Ok. Let's see...
The xml result consists of 'articles', where each row starts with 'article', containing 36 attributes (There is some header data also)
<response>
<serv>
<host>xxx</host>
<app>yyy</app>
<port>12345</port>
</serv>
<function>
<query>
<func>aaa</func>
<parameters>
<parameter>
<name>bbb</name>
<value>1</value>
</parameter>
<parameter>
<name>ccc</name>
<value>10</value>
</parameter>
<parameter>
<name>filter</name>
<value>ggg</value>
</parameter>
</parameters>
</query>
<result>
<articles>
<!- article starts here ->
<article>
<attribute1>..</attribute1>
...
<attribute36>..</attribute36>
</article>
</articles>
</result>
<time>13</time>
</function>
</response>
Every article entry varies from c:a 1.4 - 2.6 kb in size, which gives us an average of 2 kb/article. The number of articles varies from 1-36 (it's hard to give an average here, since it's varies a lot), so let's say that it varies between 2-72 kb using the average value, so let's say 1-100 kb to be on the safe side. So, it's not really that much data to process. As you said I can limit the size of the resultset, but I want to calculate using these values, also to be on the safe side
The MySQL database is a bottleneck because it holds so much more data than just article information. The new data source (which I can't reveal) is designed for just this kind of data, and will provide better performance.So, I'm basically tries to make the parse as good as possible compared to the "query". | [reply] [d/l] |
I'm not convinced of the business case for using XML. It's hard to believe that a relational database is outperformed by the new datasource. But then again the datasource is a bit of a mystery:) I worked with different types of databases including native XML databases. In my experience it is hard to beat the RDBMS in terms of retrieval speed. Unless you have some exotic data structure and need many joins to grab the data together. You can often de-normalize data to fix that though. Size of the database is hardly ever a problem in my experience.
***
_WORK TO COMPLETE_
A – In the XML parsing post, list the names given to each parameter inside the sample's parameters block.
B – Retype the XML parsing post word for word, between "Ok. Let's see..." and "header data also)", inclusive.

_THE DATA_
***
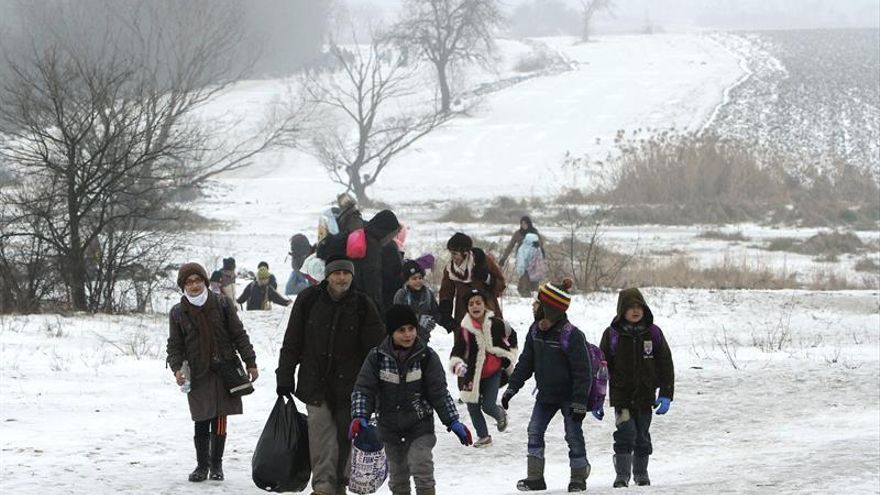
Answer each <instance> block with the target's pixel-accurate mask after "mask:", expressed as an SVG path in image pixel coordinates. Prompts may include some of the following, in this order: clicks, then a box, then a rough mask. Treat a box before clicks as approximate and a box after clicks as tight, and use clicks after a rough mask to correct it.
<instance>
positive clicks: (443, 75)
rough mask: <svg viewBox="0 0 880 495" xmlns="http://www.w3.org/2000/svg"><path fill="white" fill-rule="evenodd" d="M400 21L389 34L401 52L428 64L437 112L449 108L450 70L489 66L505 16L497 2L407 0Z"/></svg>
mask: <svg viewBox="0 0 880 495" xmlns="http://www.w3.org/2000/svg"><path fill="white" fill-rule="evenodd" d="M403 12H404V14H403V19H402V20H401V21H400V22H398V23H397V24H396V25H395V26H394V27H393V28H392V29H391V31H390V32H389V34H388V37H389V38H390V39H392V40H394V41H395V42H396V43H397V44H398V46H399V47H400V48H401V50H402V51H403V53H405V54H406V53H408V52H412V53H413V54H415V56H417V57H423V58H425V59H427V60H428V61H430V62H431V64H432V65H433V66H434V69H435V70H436V72H437V83H438V85H439V87H440V109H441V111H442V112H443V113H449V111H450V108H451V105H452V89H451V88H450V84H449V79H450V69H451V68H452V67H453V66H455V65H456V64H459V63H472V62H476V63H479V64H482V65H488V64H489V63H490V61H491V55H492V52H493V51H494V47H495V42H494V40H493V37H492V36H493V30H494V29H495V28H496V27H498V26H500V25H501V24H502V23H503V21H504V17H503V15H502V14H501V10H500V9H499V7H498V2H497V0H406V2H405V3H404V7H403Z"/></svg>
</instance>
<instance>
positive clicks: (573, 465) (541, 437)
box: [528, 402, 589, 468]
mask: <svg viewBox="0 0 880 495" xmlns="http://www.w3.org/2000/svg"><path fill="white" fill-rule="evenodd" d="M557 411H561V412H562V421H563V423H564V425H565V441H566V443H568V464H569V466H570V467H572V468H582V467H584V466H587V465H588V464H589V462H587V444H586V441H584V430H583V419H581V420H580V421H578V420H575V419H573V418H572V417H571V406H569V405H567V404H566V405H562V404H547V403H542V402H535V407H534V409H532V418H531V419H530V420H529V427H528V433H529V455H530V456H532V457H537V458H539V459H543V458H544V433H545V432H546V431H547V425H549V424H550V420H551V419H553V416H555V415H556V412H557Z"/></svg>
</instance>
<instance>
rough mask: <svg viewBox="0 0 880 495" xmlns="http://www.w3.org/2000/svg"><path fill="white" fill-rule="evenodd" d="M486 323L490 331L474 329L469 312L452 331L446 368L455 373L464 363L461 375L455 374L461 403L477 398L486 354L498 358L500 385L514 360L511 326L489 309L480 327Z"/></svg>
mask: <svg viewBox="0 0 880 495" xmlns="http://www.w3.org/2000/svg"><path fill="white" fill-rule="evenodd" d="M486 326H489V328H490V331H489V332H488V333H487V332H484V331H483V330H477V329H476V327H475V326H474V324H473V319H472V318H471V317H470V315H467V316H465V317H464V318H463V319H462V321H461V328H459V329H458V331H456V332H455V333H453V336H454V338H453V344H452V352H451V353H450V356H449V370H450V371H452V372H453V373H454V372H455V366H456V365H457V364H459V363H464V364H466V365H467V372H466V373H465V374H464V376H461V377H458V390H459V394H458V395H459V397H461V400H463V401H464V402H468V403H471V404H475V403H477V402H479V400H480V380H482V379H483V378H488V377H484V376H482V375H483V363H484V362H485V361H486V353H490V354H494V355H496V356H498V357H499V358H501V385H502V386H503V385H504V384H506V383H507V377H508V376H510V373H512V372H513V365H514V363H516V354H517V341H516V332H515V331H514V330H513V328H511V327H510V325H509V324H508V323H507V322H506V321H504V320H502V319H501V318H496V317H495V316H494V315H493V314H492V312H491V311H486V320H485V321H484V323H483V329H485V328H486Z"/></svg>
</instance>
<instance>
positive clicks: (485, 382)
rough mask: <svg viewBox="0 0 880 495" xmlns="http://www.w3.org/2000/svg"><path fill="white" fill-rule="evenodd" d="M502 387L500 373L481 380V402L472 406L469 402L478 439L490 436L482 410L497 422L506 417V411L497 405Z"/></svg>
mask: <svg viewBox="0 0 880 495" xmlns="http://www.w3.org/2000/svg"><path fill="white" fill-rule="evenodd" d="M500 386H501V372H500V371H498V372H497V373H495V374H494V375H492V376H490V377H488V378H483V379H482V380H480V402H477V403H475V404H471V403H470V402H468V414H470V415H471V423H473V424H474V429H475V430H477V437H478V438H483V437H488V436H489V427H488V426H486V418H484V417H483V412H481V411H480V408H481V406H482V410H483V411H484V412H485V413H486V414H488V415H489V416H492V417H493V418H495V419H496V420H499V419H501V418H503V417H504V411H502V410H501V407H499V406H498V404H496V402H497V400H498V388H499V387H500Z"/></svg>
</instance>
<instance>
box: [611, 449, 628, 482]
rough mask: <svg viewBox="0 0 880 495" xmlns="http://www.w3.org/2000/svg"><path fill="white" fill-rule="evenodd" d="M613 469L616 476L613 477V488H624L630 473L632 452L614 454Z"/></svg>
mask: <svg viewBox="0 0 880 495" xmlns="http://www.w3.org/2000/svg"><path fill="white" fill-rule="evenodd" d="M614 471H615V472H616V473H617V477H616V478H614V488H626V486H627V485H628V484H629V476H630V473H632V454H615V455H614Z"/></svg>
***
_REPLIES_
A –
bbb
ccc
filter

B –
Ok. Let's see...
The xml result consists of 'articles', where each row starts with 'article', containing 36 attributes (There is some header data also)